** Task objective **
Please transcribe the line with "Shelf-audit tool: tag the person" and the lines after it through the end of the listing below, keeping both ends and nothing more.

◆ ◆ ◆ ◆ ◆ ◆ ◆

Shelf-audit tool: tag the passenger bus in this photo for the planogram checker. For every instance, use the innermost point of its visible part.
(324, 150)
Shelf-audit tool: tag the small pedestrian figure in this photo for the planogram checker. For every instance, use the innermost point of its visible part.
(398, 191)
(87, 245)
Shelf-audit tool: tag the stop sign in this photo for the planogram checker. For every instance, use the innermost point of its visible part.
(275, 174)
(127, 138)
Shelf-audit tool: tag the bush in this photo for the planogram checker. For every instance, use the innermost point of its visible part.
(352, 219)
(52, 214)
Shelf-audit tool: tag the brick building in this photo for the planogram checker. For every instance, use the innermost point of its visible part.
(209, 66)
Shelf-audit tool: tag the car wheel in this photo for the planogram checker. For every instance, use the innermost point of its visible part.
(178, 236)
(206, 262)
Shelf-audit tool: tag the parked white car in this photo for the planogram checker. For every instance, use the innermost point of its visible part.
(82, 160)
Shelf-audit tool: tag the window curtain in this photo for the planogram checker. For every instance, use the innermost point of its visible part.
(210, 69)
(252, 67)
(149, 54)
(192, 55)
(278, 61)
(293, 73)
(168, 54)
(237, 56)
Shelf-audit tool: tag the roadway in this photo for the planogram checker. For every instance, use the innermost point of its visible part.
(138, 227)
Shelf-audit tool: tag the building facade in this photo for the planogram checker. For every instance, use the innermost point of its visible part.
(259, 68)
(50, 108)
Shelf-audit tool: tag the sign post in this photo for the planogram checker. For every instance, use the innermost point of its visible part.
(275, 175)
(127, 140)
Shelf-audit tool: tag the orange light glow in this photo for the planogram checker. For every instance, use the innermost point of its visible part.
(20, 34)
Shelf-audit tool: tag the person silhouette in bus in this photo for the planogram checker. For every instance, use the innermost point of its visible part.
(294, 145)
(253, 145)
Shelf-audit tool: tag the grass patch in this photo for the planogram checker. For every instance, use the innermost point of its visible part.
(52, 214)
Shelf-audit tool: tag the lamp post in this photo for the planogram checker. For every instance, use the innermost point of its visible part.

◆ ◆ ◆ ◆ ◆ ◆ ◆

** Exercise solution **
Shelf-audit tool: tag the person silhouette in bus in this photo for the planogram checker. For every instance, use the innermost point of its visible part.
(294, 145)
(253, 145)
Shelf-audit tool: tag the grass patch in this photo for the planogram checker. For every instance, use the innermost point of its visible part.
(52, 214)
Shelf-audit tool: tag the lamp post in this photo for the planogram checker. For every instance, use the innermost point of its visible part.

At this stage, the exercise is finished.